Written exercise ▸ Each record below should be output verbatim, without pictures.

Records for processing ▸
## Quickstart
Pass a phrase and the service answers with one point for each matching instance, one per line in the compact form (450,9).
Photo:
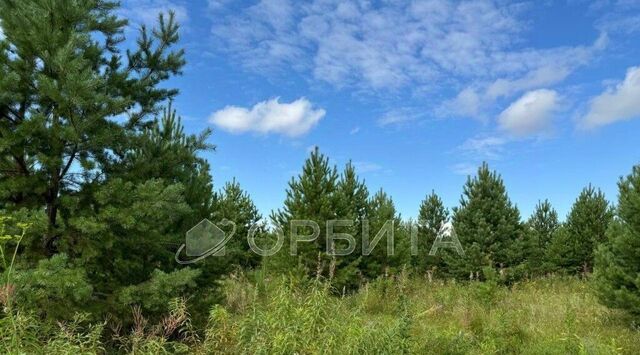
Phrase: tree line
(100,182)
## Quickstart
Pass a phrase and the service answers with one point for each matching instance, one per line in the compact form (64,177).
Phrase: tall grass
(285,315)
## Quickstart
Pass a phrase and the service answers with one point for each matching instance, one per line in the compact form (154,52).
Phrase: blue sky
(416,93)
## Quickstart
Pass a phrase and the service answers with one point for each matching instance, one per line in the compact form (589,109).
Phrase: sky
(417,94)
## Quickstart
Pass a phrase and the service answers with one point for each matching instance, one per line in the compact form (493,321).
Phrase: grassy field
(550,316)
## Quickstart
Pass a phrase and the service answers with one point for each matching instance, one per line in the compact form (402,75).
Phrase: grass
(395,315)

Completed exercise ▸
## Quickstart
Pass a phrase and the service answers with one point for each matching instance, one per line in the compact form (450,9).
Photo:
Phrase: tree line
(100,182)
## Quickstart
Pass a phrase and the service answers with one point for each matching instance, one per line in the compact form (64,177).
Phrase: tall grass
(285,315)
## Quickstart
Pass a phrase and the service answers with one point for each matching instance, one per line in the compact form (154,52).
Phrase: blue sky
(416,93)
## Quickstart
Pass a phrase and the service answers with one point for each matching instance, one per line in the compact form (589,109).
Phrase: sky
(417,94)
## Quickstart
Pass a phrase and the service answers with one point for each matching instance, one per line in the compact form (493,321).
Phrase: grassy field
(550,316)
## Quickstart
Pass a phrase and the service answers with one point for each matching instance, one per line in the compact form (402,75).
Phrase: grass
(395,315)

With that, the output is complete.